(Dataset records)
★ ★ ★ ★ ★
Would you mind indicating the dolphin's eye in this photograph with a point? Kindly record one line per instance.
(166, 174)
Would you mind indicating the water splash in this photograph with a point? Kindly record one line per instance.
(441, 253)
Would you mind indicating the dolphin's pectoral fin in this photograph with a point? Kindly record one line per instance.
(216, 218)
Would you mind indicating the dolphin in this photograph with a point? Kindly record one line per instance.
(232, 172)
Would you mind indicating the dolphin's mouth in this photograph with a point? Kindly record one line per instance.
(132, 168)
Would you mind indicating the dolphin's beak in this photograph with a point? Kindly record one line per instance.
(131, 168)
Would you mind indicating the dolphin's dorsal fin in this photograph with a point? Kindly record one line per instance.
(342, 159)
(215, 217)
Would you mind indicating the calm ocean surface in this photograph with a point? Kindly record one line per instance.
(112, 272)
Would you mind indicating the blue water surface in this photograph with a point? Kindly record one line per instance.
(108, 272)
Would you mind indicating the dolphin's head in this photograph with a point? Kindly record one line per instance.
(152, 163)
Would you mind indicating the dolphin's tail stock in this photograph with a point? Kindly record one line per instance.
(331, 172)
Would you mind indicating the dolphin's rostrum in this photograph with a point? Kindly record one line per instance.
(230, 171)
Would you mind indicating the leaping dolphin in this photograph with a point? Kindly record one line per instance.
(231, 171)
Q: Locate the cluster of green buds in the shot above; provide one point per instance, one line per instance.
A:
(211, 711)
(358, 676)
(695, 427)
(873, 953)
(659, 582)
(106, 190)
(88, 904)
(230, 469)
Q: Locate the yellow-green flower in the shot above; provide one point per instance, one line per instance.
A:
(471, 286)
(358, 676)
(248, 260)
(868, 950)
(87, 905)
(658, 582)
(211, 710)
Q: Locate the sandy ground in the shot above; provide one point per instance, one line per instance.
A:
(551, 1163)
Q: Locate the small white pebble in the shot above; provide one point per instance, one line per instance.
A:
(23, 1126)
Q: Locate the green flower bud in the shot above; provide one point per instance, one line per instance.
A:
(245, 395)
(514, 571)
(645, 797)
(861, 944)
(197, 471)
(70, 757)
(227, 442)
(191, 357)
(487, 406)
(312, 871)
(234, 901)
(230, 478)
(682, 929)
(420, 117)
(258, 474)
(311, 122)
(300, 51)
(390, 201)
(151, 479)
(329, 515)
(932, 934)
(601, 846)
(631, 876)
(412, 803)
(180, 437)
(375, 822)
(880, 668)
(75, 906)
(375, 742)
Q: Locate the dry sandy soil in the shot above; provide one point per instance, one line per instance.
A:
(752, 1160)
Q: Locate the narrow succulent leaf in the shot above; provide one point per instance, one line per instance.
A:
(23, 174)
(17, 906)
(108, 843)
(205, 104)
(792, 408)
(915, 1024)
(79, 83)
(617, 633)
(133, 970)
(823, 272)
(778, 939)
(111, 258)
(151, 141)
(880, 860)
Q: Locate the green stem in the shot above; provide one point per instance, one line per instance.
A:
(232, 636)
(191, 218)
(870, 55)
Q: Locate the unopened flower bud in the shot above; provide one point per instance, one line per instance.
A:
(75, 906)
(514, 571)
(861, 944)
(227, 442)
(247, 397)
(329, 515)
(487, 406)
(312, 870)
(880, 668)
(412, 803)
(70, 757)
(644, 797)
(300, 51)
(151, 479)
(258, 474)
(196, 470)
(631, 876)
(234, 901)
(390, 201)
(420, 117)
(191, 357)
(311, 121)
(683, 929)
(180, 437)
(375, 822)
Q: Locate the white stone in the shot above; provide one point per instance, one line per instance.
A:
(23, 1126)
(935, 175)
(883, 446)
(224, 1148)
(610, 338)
★ ★ ★ ★ ★
Could you repeat the records above, every line of them, exactly as they are?

Would you mind indicating the dolphin's eye in this photograph with a point? Kindly record one line per instance.
(166, 174)
Would you mind indicating the water splash in this photograph with a point? Kindly record one line per instance.
(441, 253)
Would you mind indicating the dolphin's pectoral fin in this photograph with a point? Kindly record one line per instance.
(216, 218)
Would you mind indicating the dolphin in this photograph with a point? Kindly record one line per instance.
(232, 172)
Would you mind indicating the dolphin's mouth in this photograph with a point? Kindly record one line per instance.
(132, 168)
Would you mind indicating the dolphin's beak in this photograph with a point? Kindly record one line per instance.
(131, 168)
Would you mind indicating the dolphin's dorsal fin in this photograph with a point? Kindly record one line per instance.
(342, 159)
(215, 217)
Would you mind indicating the calm ocean surface in this photograph with a point? Kindly record one line per instance.
(112, 272)
Would you mind indicating the blue water surface in this photograph with a point? Kindly record one line per instance.
(108, 272)
Would you mind indicating the dolphin's head in this photograph with a point? Kindly record one line per instance.
(152, 163)
Would you mind indicating the dolphin's tail stock in this photograph with a point? Kindly record one line per instance.
(331, 172)
Would you mind indicating the dolphin's rostrum in this photograph with a point? Kindly record one line per instance.
(230, 171)
Would you mind indicating the leaping dolphin in this photograph with a point? Kindly record one line per instance.
(231, 171)
Q: Locate the cluster of green buds in the shot above; provide one point per instance, one line per instance.
A:
(211, 711)
(358, 676)
(695, 427)
(873, 953)
(659, 582)
(106, 190)
(88, 904)
(230, 469)
Q: Locate the yellow-green flower in the shot above; provide one point per instance, one line per instance.
A:
(471, 286)
(358, 676)
(248, 260)
(868, 950)
(87, 905)
(658, 582)
(211, 710)
Q: Locate the sandy ground in the shot above; provide one point per instance, one line per instance.
A:
(551, 1163)
Q: Locate the small white pebble in the shot above; provide one point per instance, one line per instance.
A:
(23, 1126)
Q: Locate the green flower bud in the shot above; provide one point per instance, one line per instance.
A:
(245, 395)
(514, 571)
(645, 797)
(861, 944)
(197, 471)
(70, 757)
(227, 442)
(191, 357)
(487, 406)
(312, 871)
(234, 901)
(230, 478)
(682, 929)
(420, 117)
(258, 474)
(311, 122)
(300, 51)
(390, 201)
(151, 479)
(329, 515)
(932, 934)
(601, 846)
(631, 876)
(412, 803)
(180, 437)
(375, 822)
(880, 668)
(75, 906)
(375, 742)
Q: Locate the dry sandy soil in the shot above; provide one point per instance, one line per instance.
A:
(752, 1160)
Q: Locate the narrow succulent leaf in the shot above; provide one point per instance, one line per instance.
A:
(23, 174)
(17, 906)
(108, 843)
(205, 104)
(792, 408)
(915, 1024)
(79, 83)
(617, 633)
(133, 970)
(823, 272)
(778, 939)
(111, 258)
(151, 141)
(880, 860)
Q: Locate the green stem in the shot above; provide one point per instance, one line per instance.
A:
(232, 636)
(191, 218)
(870, 55)
Q: Locate the unopened flower bud in the shot above; provide one point per instance, one line per instance.
A:
(75, 906)
(514, 571)
(861, 944)
(227, 442)
(247, 397)
(329, 515)
(487, 406)
(312, 870)
(880, 668)
(412, 803)
(70, 757)
(644, 797)
(300, 51)
(151, 479)
(258, 474)
(196, 470)
(631, 876)
(234, 901)
(390, 201)
(420, 117)
(191, 357)
(311, 121)
(683, 929)
(180, 437)
(375, 822)
Q: Locate the white stone in the shot above; provide one point per instance, one line per instance.
A:
(23, 1126)
(935, 175)
(883, 446)
(224, 1148)
(610, 338)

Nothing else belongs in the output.